-------- Kutipan Bacaan

Memasuki tahun Kedua, sekolah saya bekerja sama dengan sebuah perusahaan di Kawasan Industri Candi melakukan Praktek Kerja Industri (Prakerin) atau sekarang disebut magang selama 2 bulan. Jadi selama 2 bulan saya tidak datang ke sekolah, saya harus datang ke perusahaan tersebut 'belajar' bagaimana sistem kerja disana.
Saat kami datang pertama kali datang kami disambut ramah oleh personalia pabrik. Serah terima peserta didik antara pihak sekolah dan pihak perusahaan pun dilakukan. Seusai guru pembimbing kami pergi, pihak personalia segera melakukan briefing pada kami. Kami yang berjumlah 40 orang langsung dibagi menjadi beberapa kelompok. Ternyata kami dibagi menjadi 3 shift seperti para pekerja di pabrik tersebut. Kemudian pihak personalia menerangkan bahwa selama kami magang kami akan di bayar 12 ribu per harinya. Itu berarti separo dari gaji karyawan harian disana. Sebagian dari kami lalu disuruh pulang karena mendapat shift kerja siang dan malam.
Pabrik tempat kami 'belajar' dalah sebuah pabrik sparepart otomotif. Memproduksi bearing sepeda motor dan beberapa onderdil lainnya. Beberapa mesin sudah otomatis, beberapa lagi masih manual. Kondisi perusahaan sangat kumuh, lantainya tidak rata, dan para pekerjanya menggunakan safety seadanya. Sistem sanitasi perusahaan tidak berfungsi, dan sistem ventilasinya tidak berfungsi. Otomatis, suhu ruangan menjadi sangat panas an pengap. Kalau ada ruangan yang bersih, itu hanyalah kantor staf dan manajer yang terletak di lantai dua.
Saya pada waktu itu kebetulan mendapat shift pagi. Pihak personalia kemudian menempatkan saya pada departemen produksi. Hari itu juga saya langsung dikrnalkan pada leader produksi ditempat saya. Oleh sang leader saya kemudian diajari bagaimana cara mengoperasikan mesin. Saya disuruh mencoba, setelah saya cukup mahir menggunakannya saya ditinggalkan. Dan untuk seterusnya saya mengoperasikan mesin tersebut selama 3 minggu. Mesin yang saya operasikan adalah mesin semi otomatis. Tingkat keamananya sangat rendah dan tidak sesuai dengan K3. Diminggu ketiga sayabmenyerah. Mengoperasikan mesin tersebut dengan berdiri selama 8 jam sehari sangat melelahkan. Jangan anak skolahan macam saya, pekerjanya pun banyak yang tidak sanggup mengoperasikanya. Terlebih jika saya masuk shift malam, resiko kecelakaan yang saya alami menjadi sangat tinggi karena faktor kelelahan.

----------------
-------- Daftar Tercatat

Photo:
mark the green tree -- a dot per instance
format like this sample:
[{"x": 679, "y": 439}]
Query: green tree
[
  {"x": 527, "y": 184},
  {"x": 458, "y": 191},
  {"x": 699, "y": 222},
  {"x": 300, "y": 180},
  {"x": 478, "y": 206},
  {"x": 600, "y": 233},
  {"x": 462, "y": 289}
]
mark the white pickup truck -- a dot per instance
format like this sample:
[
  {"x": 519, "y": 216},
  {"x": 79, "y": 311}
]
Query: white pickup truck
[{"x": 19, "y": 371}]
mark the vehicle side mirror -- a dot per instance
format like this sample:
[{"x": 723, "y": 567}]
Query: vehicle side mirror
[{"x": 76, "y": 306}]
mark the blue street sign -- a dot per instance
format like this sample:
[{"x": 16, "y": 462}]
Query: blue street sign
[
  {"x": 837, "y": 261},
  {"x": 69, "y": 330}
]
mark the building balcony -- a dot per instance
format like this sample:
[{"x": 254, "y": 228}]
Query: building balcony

----------------

Tugas Tertulis:
a: Dalam kutipan tentang prakerin di pabrik, berapa bayaran harian peserta magang?
b: Lanjutkan kutipan tentang prakerin di pabrik mulai setelah kalimat terakhirnya.

Hasil:
a: 12 ribu per hari, yaitu separo dari gaji karyawan harian di sana.

b:
Selanjutnya saya ditempatkan di bagian Packing. Saya pikir pekerjaan ini lebih ringan. Ternyata tidak. Disini kami bekerja dengan bahan kimia. Tanpa dilengkapi safety sama sekali kami harus melakukan packing ribuan benda kerja yang dicelupkan kedalam cairan anti karat. Belum lagi jika kami harus mengangkat ratusan box benda kerja kami kedalam kontainer atau truk diesel secara manual. Kadang ketika dirumah, saya bisa tidur selama 12 jam saking capeknya. Di pabrik ini kami benar-benar 'belajar' bagaimana kerja industri itu atau lebih tepatnya bagaimana kehidupan buruh itu.
Dipabrik itu, pengiriman barang dilakukan 2 kali seminggu. Tujuannya ke arah Jabodetabek. Entah pabrik mana, yang pasti mendengar kata Jakarta begitu menarik perhatian saya. Maklum saja itu adalah kota kelahiran saya. Sudah 10 tahun saya tidak pernah kesana.
Suatu saat saya menadapat kesempatan menjadi asisten sopir (kernet) dalam ekspedisi ke Jababeka. Kesempatan itu tidak saya sia-sia kan. Tapi apa lacur, karena ditunjuk secara mendadak akhirnya saya tak membawa perlengkapan apapun. Hanya baju kerja dan baju ganti. Dan akhirnya dengan penuh kenekatan saya berangkat ke Jababeka bersama sopir perusahaan.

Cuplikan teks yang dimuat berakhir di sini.